• bebek camiinin hemen yanıbaşında,unutulması zor anılara sahne olmuş salaş mekan.

    insanların henüz yüksek sesle konuşmaya cesaret edemedikleri bir yılın güneşli bir akşamüzeri.
    bebek kahve tıklım tıklım.
    kapıda iki teyze belirir, yer bulabilme umudu ile masalara bakınırlar. kimse oralı olmaz.
    arkalarda bir masada, önünde katlanmış gazetesi ve boş kahve fincanı ile yaşlı bir bey oturmaktadır, teyzelerin masa arandığını farkeder. ayağa kalkar. teyzelere oturmak isterlerse masadan kalkacağını söyler uzaktan. hatta "buyrun" der.
    teyzeler, ya masanın yerini beğenmemiştir, ya da mazallah bir erkek ile muhattap olmak niyetinde değildirler. yaşlı beyi bir şey söylemeden elleri ile terslerler.
    bu durum kahvede oturan hemen hemen herkes tarafından görülmüştür.
    tam da yaşlı bey rezil oldu diye üzülmek üzere iken, ki hafifçe kızarmıştır adamcağız..
    teyzelere bir kere daha dönüp, bu sefer yüksek sesle
    "iltifat gerekmez size bundan öte
    kırık sandalye bile fazla böyle göte"
    deyiverir.

    bir kahkaha tufanı yükselir bebek kahveden.
    teyzeler yokolurlar.
  • okan bayülgen ve onu görmeye, gömdürmeye gelen motor karılar, ne bok yedi de ünlü oldu elif kiramer ve onun gibilerin mekana musallat olmadığı yıllarda, boğaziçi üniversitesi hocaları, öğrencileri, akmerkez in arsasında top oynayarak büyüyen bir nesilin burası bizim kave diye hergün uğradığı ve sahiplerinin alnından öpülesi adamlar olmasından dolayı yıllar geçse de unutulmayan kahve. sevgilisiyle bebek kahveyi ilk adımı atan hatun kişi, sevgilisinden ayrıldığında bir zaman uğramaz idi mekana. senin dün miktiğini ben de evvelsi gün miktimli yıllara 10 vardı o zamanlar...
  • ünlüler görülmeye gidilip de görünce görmezden gelinir gibi yapılan kahve.
  • burada para kahveye değil bebek'e verilir.
  • o kadar sosyete zuppeye karsin, kisin bir haftasonu iceri giren iki balikci abiyi kahve sahibinin en kral yere (en gunesli, en genis vs) oturtmasi, masalarina oturup onlarla sohbet etmesi ve ikram da kusur edilmemesi sayesinde takdir kazanmis mekan.
  • hesabı neye göre hesapladıklarını merak ettiğim mekan.bir ay önce 1 çay ,sade menemen ve söğüş tabağına 35lira aldılar,dün ise 3çay ,peynirli menemen ve söğüş tabağına 25 lira aldılar.burada zaten hesap istediğinizde yanınıza garson yanaşıp sessiz bir şekilde sizinki şu kadar diyor. artık garsonun insafına kalmışız demek ki. bu arada dünkü garson çok kibar ve beyefendi tipliyken diğerini hiç gözüm tutmamıştı.tüm bunların haricinde çayı güzel ,menemeni güzel ,rahat bir yer .arada kendinize güzellik yapacaksanız daha kurumsal bir yere göre burası tercih edilebilinir.ünlü var diyorlar, önünde deniz varken ünlüye bakmanın anlamı yok bence
  • manzara yok dogru duzgun. car car konusan bi suru insan. sabah sabah hic cekilmeyen mekan. spor giyinip les gibi makyajla gezen bi suru hatun.

Çıkarılan Kayıtlar:

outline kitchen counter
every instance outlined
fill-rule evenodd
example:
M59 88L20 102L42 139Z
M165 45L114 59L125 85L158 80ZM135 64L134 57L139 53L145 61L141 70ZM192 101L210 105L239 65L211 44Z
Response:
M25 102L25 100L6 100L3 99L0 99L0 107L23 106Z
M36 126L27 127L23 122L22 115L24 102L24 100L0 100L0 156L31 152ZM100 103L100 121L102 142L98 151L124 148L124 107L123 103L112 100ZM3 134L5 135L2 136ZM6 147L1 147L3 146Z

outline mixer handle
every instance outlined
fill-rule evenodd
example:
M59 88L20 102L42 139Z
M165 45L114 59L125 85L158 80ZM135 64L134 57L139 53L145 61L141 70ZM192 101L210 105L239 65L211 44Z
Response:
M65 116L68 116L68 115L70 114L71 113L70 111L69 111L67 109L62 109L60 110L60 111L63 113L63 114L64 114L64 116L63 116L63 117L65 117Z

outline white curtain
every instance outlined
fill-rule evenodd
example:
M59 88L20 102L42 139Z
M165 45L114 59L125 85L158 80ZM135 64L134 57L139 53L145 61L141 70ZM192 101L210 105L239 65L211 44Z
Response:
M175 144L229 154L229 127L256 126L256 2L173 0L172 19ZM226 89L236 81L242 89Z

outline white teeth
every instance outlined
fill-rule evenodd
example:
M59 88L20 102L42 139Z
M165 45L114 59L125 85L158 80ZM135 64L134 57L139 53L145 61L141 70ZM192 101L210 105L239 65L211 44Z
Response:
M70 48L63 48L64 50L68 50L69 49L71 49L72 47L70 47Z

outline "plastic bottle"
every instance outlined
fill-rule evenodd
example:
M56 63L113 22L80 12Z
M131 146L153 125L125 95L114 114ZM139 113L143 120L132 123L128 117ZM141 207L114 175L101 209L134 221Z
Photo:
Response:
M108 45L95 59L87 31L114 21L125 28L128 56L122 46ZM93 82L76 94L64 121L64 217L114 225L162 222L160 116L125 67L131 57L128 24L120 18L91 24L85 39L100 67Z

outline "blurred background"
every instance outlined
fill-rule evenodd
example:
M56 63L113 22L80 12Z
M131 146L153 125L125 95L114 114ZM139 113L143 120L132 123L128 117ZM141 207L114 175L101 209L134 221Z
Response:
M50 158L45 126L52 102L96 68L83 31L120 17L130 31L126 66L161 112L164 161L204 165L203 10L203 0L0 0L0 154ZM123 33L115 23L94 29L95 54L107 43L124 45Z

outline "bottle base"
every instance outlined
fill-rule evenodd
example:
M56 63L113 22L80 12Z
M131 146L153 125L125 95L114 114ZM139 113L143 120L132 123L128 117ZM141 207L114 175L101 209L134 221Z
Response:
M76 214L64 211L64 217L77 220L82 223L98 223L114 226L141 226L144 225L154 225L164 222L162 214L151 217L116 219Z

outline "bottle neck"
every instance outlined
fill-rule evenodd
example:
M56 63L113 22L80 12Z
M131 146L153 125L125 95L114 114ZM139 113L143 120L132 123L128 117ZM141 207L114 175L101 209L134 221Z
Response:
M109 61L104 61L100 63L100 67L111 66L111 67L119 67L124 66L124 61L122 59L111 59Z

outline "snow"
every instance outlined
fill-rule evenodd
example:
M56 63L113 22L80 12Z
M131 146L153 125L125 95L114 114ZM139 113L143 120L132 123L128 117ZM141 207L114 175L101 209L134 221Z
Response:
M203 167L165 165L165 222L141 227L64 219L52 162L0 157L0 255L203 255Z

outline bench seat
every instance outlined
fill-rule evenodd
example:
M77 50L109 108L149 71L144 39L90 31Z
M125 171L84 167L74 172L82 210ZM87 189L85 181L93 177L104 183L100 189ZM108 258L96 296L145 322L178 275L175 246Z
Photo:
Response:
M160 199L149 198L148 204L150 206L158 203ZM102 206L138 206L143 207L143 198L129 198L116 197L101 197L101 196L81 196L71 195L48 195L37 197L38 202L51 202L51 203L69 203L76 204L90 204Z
--
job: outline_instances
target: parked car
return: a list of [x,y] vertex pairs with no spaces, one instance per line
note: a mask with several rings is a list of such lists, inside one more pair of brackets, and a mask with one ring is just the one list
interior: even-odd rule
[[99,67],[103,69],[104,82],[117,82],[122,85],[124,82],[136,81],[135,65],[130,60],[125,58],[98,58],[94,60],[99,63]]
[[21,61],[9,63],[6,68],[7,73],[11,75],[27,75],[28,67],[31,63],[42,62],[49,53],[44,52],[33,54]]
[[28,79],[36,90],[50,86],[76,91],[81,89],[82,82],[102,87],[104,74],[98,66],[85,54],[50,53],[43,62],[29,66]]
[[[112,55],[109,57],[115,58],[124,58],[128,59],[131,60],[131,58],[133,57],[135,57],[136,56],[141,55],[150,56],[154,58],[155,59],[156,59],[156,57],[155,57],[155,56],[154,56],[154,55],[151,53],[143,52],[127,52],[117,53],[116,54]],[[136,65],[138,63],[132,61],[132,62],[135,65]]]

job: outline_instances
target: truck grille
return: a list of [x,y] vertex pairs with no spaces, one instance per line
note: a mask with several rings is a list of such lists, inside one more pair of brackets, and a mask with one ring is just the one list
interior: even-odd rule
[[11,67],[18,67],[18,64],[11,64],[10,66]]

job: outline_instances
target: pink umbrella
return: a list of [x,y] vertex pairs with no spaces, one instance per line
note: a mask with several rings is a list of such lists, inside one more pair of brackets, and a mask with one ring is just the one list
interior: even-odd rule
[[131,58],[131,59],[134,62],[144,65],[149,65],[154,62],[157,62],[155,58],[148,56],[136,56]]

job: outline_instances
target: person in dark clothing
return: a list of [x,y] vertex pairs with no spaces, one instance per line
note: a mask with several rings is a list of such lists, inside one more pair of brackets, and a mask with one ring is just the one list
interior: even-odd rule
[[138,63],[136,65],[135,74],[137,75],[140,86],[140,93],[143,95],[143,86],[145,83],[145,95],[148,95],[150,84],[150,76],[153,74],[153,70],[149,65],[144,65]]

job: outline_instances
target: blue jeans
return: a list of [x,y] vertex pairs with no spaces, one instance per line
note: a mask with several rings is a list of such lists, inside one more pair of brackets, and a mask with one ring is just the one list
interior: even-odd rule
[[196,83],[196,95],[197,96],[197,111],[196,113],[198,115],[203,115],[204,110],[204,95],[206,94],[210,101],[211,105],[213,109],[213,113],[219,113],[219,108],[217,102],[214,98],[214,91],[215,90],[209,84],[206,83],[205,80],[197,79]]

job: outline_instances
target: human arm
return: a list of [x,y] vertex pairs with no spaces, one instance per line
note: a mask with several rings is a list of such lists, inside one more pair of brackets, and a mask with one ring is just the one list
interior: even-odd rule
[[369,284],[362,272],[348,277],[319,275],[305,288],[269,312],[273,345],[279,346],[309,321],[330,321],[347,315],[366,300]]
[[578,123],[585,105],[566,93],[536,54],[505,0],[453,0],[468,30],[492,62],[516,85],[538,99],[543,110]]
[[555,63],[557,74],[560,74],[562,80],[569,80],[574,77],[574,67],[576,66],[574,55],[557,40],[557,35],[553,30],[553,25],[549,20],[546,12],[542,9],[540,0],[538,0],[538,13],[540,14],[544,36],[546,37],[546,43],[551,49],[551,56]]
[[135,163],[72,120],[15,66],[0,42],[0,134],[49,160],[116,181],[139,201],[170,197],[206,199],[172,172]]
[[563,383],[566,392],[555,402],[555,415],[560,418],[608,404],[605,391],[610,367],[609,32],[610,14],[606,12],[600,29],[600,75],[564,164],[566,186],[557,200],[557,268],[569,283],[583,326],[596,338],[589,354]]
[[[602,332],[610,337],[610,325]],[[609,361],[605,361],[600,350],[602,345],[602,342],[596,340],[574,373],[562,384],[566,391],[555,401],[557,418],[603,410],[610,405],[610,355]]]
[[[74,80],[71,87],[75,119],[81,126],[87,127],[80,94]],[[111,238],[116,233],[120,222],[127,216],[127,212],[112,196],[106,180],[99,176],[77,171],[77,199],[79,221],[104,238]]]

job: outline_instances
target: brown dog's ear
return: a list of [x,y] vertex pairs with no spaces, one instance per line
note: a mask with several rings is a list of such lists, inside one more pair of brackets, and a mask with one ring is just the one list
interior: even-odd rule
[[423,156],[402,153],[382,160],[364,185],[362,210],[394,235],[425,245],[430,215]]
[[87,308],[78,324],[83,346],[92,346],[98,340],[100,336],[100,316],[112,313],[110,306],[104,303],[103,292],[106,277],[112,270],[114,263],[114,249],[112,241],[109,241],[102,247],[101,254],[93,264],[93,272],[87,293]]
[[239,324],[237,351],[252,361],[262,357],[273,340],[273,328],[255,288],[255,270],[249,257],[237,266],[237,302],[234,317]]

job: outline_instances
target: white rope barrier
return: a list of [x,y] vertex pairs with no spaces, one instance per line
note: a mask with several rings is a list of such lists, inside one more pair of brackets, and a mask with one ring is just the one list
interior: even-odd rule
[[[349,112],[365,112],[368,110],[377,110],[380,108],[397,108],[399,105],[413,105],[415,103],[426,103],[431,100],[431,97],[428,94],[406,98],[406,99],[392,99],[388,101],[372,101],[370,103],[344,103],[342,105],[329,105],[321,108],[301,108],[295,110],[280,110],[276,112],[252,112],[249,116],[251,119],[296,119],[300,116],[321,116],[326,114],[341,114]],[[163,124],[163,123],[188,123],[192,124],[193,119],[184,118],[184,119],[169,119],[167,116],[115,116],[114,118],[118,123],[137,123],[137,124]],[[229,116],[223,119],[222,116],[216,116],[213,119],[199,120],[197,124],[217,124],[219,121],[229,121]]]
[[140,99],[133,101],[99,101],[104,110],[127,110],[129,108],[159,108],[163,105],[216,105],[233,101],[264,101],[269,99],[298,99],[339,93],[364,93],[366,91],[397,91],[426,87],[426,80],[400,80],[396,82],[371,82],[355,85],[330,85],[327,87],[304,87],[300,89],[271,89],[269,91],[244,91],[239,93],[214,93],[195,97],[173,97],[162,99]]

Yapılacak İşler:
1/ Bebek Kahve ile ilgili metinden "teyzeler yokolurlar." ile başlayıp "vardı o zamanlar..." ile biten bölümü aynen çıkarın.
2/ Bebek Kahve ile ilgili metne göre bir ay önce 1 çay, sade menemen ve söğüş tabağı için kaç lira alınmıştır?
Kayıtlar metinden bağımsız, ayrı bir malzemedir.

Beklenen Yanıtlar:
1/
teyzeler yokolurlar.
  • okan bayülgen ve onu görmeye, gömdürmeye gelen motor karılar, ne bok yedi de ünlü oldu elif kiramer ve onun gibilerin mekana musallat olmadığı yıllarda, boğaziçi üniversitesi hocaları, öğrencileri, akmerkez in arsasında top oynayarak büyüyen bir nesilin burası bizim kave diye hergün uğradığı ve sahiplerinin alnından öpülesi adamlar olmasından dolayı yıllar geçse de unutulmayan kahve. sevgilisiyle bebek kahveyi ilk adımı atan hatun kişi, sevgilisinden ayrıldığında bir zaman uğramaz idi mekana. senin dün miktiğini ben de evvelsi gün miktimli yıllara 10 vardı o zamanlar...

2/ 35 lira alınmıştır.